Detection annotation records
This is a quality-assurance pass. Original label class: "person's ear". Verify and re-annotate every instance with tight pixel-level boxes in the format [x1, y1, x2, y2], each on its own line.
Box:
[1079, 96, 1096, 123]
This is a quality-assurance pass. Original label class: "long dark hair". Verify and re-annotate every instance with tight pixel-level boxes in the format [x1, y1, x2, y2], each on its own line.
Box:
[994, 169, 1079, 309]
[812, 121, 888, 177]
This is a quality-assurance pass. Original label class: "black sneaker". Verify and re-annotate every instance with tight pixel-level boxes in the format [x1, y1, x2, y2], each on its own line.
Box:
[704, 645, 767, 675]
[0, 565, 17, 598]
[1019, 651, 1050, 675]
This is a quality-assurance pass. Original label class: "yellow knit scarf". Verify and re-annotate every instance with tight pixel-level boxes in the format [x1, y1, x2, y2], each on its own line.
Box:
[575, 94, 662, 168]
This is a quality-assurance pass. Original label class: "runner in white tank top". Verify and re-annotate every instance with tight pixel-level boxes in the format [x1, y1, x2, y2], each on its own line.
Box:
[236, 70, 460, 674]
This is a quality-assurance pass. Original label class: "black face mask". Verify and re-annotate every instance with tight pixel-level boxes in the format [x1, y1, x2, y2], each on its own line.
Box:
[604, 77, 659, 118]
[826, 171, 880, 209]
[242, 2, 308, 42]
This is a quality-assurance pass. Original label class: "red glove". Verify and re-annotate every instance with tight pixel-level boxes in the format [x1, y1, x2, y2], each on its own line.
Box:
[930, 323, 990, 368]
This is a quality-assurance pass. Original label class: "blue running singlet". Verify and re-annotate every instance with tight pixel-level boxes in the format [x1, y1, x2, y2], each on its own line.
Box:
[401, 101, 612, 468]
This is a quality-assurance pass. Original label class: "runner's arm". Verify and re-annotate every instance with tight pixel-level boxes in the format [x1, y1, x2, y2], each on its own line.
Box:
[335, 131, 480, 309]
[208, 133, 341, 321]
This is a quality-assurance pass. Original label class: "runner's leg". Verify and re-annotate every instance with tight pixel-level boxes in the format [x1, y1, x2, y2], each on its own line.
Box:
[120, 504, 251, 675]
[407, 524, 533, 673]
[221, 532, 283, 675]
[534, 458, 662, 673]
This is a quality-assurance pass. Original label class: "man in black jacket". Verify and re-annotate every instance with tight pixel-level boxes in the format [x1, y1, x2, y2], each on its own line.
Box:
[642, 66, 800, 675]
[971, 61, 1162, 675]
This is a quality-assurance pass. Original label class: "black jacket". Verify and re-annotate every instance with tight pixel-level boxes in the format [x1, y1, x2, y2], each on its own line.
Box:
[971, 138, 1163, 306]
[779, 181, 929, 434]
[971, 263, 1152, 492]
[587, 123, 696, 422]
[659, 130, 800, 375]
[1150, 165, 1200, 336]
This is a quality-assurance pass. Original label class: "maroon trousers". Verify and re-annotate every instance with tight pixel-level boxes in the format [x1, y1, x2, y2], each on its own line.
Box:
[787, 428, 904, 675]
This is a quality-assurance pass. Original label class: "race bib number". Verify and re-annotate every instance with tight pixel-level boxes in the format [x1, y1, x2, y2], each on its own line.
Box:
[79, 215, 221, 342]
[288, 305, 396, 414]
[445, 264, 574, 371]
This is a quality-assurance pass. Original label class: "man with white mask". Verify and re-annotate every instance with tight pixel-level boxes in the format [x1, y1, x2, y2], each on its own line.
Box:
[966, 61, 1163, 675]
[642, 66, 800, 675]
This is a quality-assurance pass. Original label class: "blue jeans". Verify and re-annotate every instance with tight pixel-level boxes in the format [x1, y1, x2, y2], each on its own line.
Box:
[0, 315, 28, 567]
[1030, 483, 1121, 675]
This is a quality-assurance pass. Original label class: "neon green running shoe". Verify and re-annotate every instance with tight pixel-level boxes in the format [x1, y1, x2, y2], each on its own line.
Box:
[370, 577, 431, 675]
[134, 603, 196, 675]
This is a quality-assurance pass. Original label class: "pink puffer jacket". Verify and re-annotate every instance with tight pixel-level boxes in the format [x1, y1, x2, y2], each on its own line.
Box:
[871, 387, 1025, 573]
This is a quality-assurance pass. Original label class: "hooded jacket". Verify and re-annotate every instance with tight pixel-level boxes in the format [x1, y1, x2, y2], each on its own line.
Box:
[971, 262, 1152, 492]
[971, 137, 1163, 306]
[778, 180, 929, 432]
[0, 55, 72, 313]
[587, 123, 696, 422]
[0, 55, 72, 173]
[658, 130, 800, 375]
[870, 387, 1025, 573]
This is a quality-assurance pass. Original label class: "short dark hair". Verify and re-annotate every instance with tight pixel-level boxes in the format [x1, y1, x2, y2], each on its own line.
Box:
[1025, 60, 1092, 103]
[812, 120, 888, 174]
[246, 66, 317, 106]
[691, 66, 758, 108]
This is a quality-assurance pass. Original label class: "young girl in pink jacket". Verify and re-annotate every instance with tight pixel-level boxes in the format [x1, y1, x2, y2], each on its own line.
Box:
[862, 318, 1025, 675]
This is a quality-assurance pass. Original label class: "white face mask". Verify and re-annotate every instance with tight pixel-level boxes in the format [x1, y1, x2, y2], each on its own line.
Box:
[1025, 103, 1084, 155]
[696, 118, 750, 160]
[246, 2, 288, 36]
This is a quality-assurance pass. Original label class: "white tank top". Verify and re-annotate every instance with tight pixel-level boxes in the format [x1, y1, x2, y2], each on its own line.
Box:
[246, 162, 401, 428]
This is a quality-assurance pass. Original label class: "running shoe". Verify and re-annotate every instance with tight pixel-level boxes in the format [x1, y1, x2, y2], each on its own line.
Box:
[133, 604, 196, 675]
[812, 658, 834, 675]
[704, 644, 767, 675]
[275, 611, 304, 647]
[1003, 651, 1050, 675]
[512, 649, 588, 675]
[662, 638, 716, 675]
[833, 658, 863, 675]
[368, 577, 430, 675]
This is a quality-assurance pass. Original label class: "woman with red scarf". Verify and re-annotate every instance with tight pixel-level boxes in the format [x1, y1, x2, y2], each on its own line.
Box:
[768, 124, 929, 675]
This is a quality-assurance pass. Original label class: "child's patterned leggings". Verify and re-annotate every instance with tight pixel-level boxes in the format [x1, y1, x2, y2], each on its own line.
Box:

__PROBLEM DESCRIPTION__
Convert every line of the records above into a JSON list of strings, one string per line, leaving out blank lines.

__COMPLETE RESPONSE__
[
  "This is a quality-assurance pass. Original label class: \"person's ear\". Verify and re-annotate every instance with tight pixel-level boxes in the format [x1, y1, x2, y2], each on its own line.",
  "Box:",
  "[1079, 96, 1096, 123]",
  "This is a quality-assurance pass. Original label class: \"long dark hair\". Verify and re-annotate every instance with tight pixel-level boxes in the format [x1, y1, x2, y2], each on its own line.",
  "Box:",
  "[994, 169, 1079, 309]",
  "[812, 121, 888, 177]",
  "This is a quality-assurance pass. Original label class: \"black sneaker\". Verify and re-annotate every instance with tight pixel-level boxes in the format [x1, y1, x2, y2], each on its own line.",
  "Box:",
  "[704, 645, 767, 675]",
  "[0, 565, 17, 598]",
  "[1019, 651, 1050, 675]",
  "This is a quality-assurance pass. Original label class: \"yellow knit scarf\". Verify and re-annotate every instance with tight pixel-level boxes in the format [x1, y1, x2, y2], each on its own line.",
  "Box:",
  "[575, 94, 662, 168]",
  "This is a quality-assurance pass. Original label class: \"runner in white tank top\". Verify and re-annotate every instance with tight pixel-level boxes in the format [x1, y1, x2, y2], each on its own line.",
  "Box:",
  "[236, 70, 460, 674]",
  "This is a quality-assurance pass. Original label class: \"black face mask\". Verify and re-annotate every instance with tight pixel-level boxes in the format [x1, y1, x2, y2], each on its own line.",
  "Box:",
  "[604, 77, 659, 118]",
  "[826, 171, 880, 209]",
  "[242, 2, 308, 42]",
  "This is a quality-assurance pass. Original label class: \"red glove\". Verify and re-annotate every instance with tight pixel-level boxes in the format [x1, y1, x2, y2], each on its own line.",
  "Box:",
  "[930, 323, 990, 368]",
  "This is a quality-assurance pass. Original label class: \"blue running singlet\". Verify and re-annotate every instance with tight pixel-level boxes in the format [x1, y1, x2, y2], each on its own line.",
  "Box:",
  "[401, 101, 612, 468]",
  "This is a quality-assurance pass. Original label class: \"runner's arm\". Verify and re-annotate every instance with tight pixel-level boxes in the format [x1, y1, x2, y2], each on its own line.",
  "Box:",
  "[335, 131, 480, 309]",
  "[208, 133, 341, 321]",
  "This is a quality-assurance pass. Original label class: \"runner's leg\". Verify and re-annotate every instance with tight pixel-level boxes in the format [x1, y1, x2, y2], each on its own line.",
  "Box:",
  "[120, 504, 251, 675]",
  "[407, 524, 533, 673]",
  "[221, 532, 283, 675]",
  "[534, 458, 662, 673]",
  "This is a quality-assurance pass. Original label class: \"man in black jacket\". Verify and re-annotate every instance with tight pixel-level boxes in the format [x1, y1, x2, y2], each on its own line.",
  "Box:",
  "[642, 66, 800, 675]",
  "[971, 61, 1162, 675]",
  "This is a quality-assurance pass. Original label class: \"black jacket\". Verify and re-annotate every instance with tight pixel-level boxes in the format [x1, y1, x2, y2], each on its own line.",
  "Box:",
  "[971, 138, 1163, 306]",
  "[779, 181, 929, 434]",
  "[971, 263, 1152, 492]",
  "[587, 123, 696, 422]",
  "[659, 130, 800, 375]",
  "[1150, 165, 1200, 336]",
  "This is a quality-assurance pass. Original label class: \"maroon trousers\". Verify and re-annotate every instance with tight pixel-level boxes in the format [x1, y1, x2, y2], each on its own line.",
  "Box:",
  "[787, 428, 904, 675]",
  "This is a quality-assurance pass. Original label class: \"race bib number\". Verify and re-annotate every instance with tight pixel-level boxes in the format [x1, y1, x2, y2], each on its own line.",
  "Box:",
  "[79, 215, 221, 342]",
  "[288, 305, 396, 414]",
  "[445, 264, 574, 371]",
  "This is a quality-assurance pass. Original label class: \"man with white mask\". Verify and re-annotate every instance with tight pixel-level boxes in the format [x1, y1, x2, y2], each on its own line.",
  "Box:",
  "[966, 61, 1163, 675]",
  "[642, 66, 800, 675]",
  "This is a quality-assurance pass. Original label class: \"blue jeans\". Verify and re-annotate every instance with tight pixel-level boxes in the format [x1, y1, x2, y2], each on its own line.",
  "Box:",
  "[0, 315, 28, 567]",
  "[1030, 483, 1121, 675]",
  "This is a quality-assurance pass. Original label class: \"neon green running shoe\". Verify and re-annotate every instance with tight pixel-level boxes in the format [x1, y1, x2, y2], each on its own line.",
  "Box:",
  "[370, 577, 431, 675]",
  "[134, 603, 196, 675]",
  "This is a quality-assurance pass. Original label class: \"pink puffer jacket\". Verify and re-annotate every instance with tight pixel-level boxes in the format [x1, y1, x2, y2], each on its own line.",
  "Box:",
  "[871, 387, 1025, 573]",
  "This is a quality-assurance pass. Original label class: \"hooded jacket\". Verify and re-annotate every instance with tight pixel-level boxes in the format [x1, y1, x2, y2], each on its own line.",
  "Box:",
  "[971, 262, 1152, 492]",
  "[971, 137, 1163, 306]",
  "[778, 180, 929, 432]",
  "[0, 55, 72, 313]",
  "[587, 123, 696, 422]",
  "[0, 55, 72, 173]",
  "[658, 130, 800, 375]",
  "[870, 387, 1025, 573]",
  "This is a quality-assurance pass. Original label class: \"short dark hair\". Verify and re-annotate every instance with tight pixel-level boxes in the format [x1, y1, x2, y2], each on its own line.",
  "Box:",
  "[1025, 60, 1092, 103]",
  "[812, 120, 888, 174]",
  "[246, 66, 317, 106]",
  "[691, 66, 758, 108]",
  "This is a quality-assurance pass. Original label class: \"young girl in pink jacket\". Verify and re-annotate every instance with tight pixel-level boxes in the format [x1, y1, x2, y2], each on its own line.",
  "Box:",
  "[862, 318, 1025, 675]",
  "This is a quality-assurance pass. Original label class: \"white face mask\". Verify and re-annotate every instance with tight pixel-level boxes in the format [x1, y1, x2, y2], each on its own line.",
  "Box:",
  "[1025, 103, 1084, 155]",
  "[696, 118, 750, 160]",
  "[246, 2, 288, 36]",
  "This is a quality-assurance pass. Original label class: \"white tank top\". Verify and re-annotate every instance with tight pixel-level boxes in the format [x1, y1, x2, y2], each on its own line.",
  "Box:",
  "[246, 162, 401, 428]",
  "This is a quality-assurance pass. Original label class: \"running shoe\". Verify and re-annotate every instance with tight pixel-level boxes in the format [x1, y1, x2, y2], each on its own line.",
  "Box:",
  "[133, 604, 196, 675]",
  "[812, 658, 834, 675]",
  "[704, 644, 767, 675]",
  "[275, 611, 304, 647]",
  "[1003, 651, 1050, 675]",
  "[512, 649, 588, 675]",
  "[662, 638, 716, 675]",
  "[833, 658, 863, 675]",
  "[368, 577, 430, 675]",
  "This is a quality-assurance pass. Original label class: \"woman with red scarf\". Verify and re-annotate every instance with tight pixel-level boxes in the format [x1, y1, x2, y2], each on its own line.",
  "Box:",
  "[768, 124, 929, 675]",
  "This is a quality-assurance pass. Original label class: \"child's patterned leggings\". Verify and re-annotate every instance with tight pixel-level boxes in the format [x1, y1, x2, y2], each on its own line.",
  "Box:"
]